Sarà forse perché mancano ancora cinque mesi al
referendum day.
Sarà forse perché la insistente minaccia di dimissioni,
da parte di Renzi e Boschi in caso di successo dei “no” al referendum, mi ricorda
il “chi non beve con me peste lo colga” di Amedeo Nazzari nella Cena delle
Beffe.
Sarà forse perché puzza di feticismo l’accanimento con
cui Matteo Renzi e Maria Elena Boschi si incaponiscono nel decantare i pregi di
una riforma costituzionale farlocca.
Sarà forse perché nei confronti di chi non condivide la
riforma i renziani usano solo un becero battutismo condito con insulti.
Sarà forse perché, almeno fino ad oggi, assisto alla
colonizzazione della TV pubblica da parte degli ultras della riforma, senza che
sia dato spazio ad un civile confronto sui suoi contenuti.
Fatto sta che a me, comune cittadino, da un lato incominciano
a girare vorticosamente gli zebedei e
dall’altro appare sempre più angosciante la prospettiva che nei prossimi cinque
mesi passino in secondo ordine i veri ed indifferibili problemi del Paese, dalla
disoccupazione alla propagazione della povertà , dalla insaziabilità del fisco
alle pensioni da fame, dalla corruzione imperversante ai disastri naturali e
non.
Ritengo irresponsabile immolare i bisogni reali
dell’Italia sull’altare di un feticcio, la riforma del Senato, per puntellarlo
con menzogne e malafede.
Già, perché c’è molta ipocrisia nel magnificare una
riforma costituzionale che nasconde fini inconfessati perché dispotici.
Ad esempio è falso che la riforma cancelli il
bicameralismo, perché comunque il Senato continuerà ad esistere, anche se svuotato
del potere legislativo, indegnamente affollato da senatori che non saranno più
eletti dal Popolo sovrano.
Perciò, poiché Palazzo Madama non chiuderà i battenti, è
una menzogna continuare ad affermare che la riforma taglierà i costi del Senato.
Infatti, dato e non concesso che i futuri senatori non
percepiranno né indennità, né diaria, né spese per lo svolgimento del loro mandato,
nella migliore delle ipotesi il risparmio si concretizzerebbe in 79 milioni e
401 mila euro, cioè l’ammontare che il bilancio di previsione 2016 ha inserito
per il mantenimento dei senatori.

ISTRUZIONI E REQUISITI — Per favore, riassumi in due frasi il testo sulla riforma costituzionale. Le voci qui sotto sono materiale separato dal testo sulla riforma costituzionale.

VOCI GREZZE —
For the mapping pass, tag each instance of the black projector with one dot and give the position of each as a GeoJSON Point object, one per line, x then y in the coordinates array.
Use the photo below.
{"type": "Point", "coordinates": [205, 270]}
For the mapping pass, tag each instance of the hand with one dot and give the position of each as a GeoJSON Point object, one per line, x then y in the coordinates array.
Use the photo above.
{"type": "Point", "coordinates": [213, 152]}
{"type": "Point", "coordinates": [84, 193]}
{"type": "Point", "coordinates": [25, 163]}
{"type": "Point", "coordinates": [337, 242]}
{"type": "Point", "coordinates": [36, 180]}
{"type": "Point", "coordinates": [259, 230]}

RISPOSTA SCRITTA — Il testo critica Renzi e Boschi per la minaccia di dimissioni in caso di vittoria del "no", per l'accanimento nel decantare una riforma costituzionale giudicata farlocca e per la colonizzazione della TV pubblica da parte degli ultras della riforma. Teme che nei prossimi cinque mesi passino in secondo ordine problemi come disoccupazione, povertà, fisco e pensioni da fame, e sostiene che è falso che la riforma cancelli il bicameralismo, perché il Senato continuerà a esistere con senatori non più eletti dal popolo, con un risparmio al massimo di 79 milioni e 401 mila euro.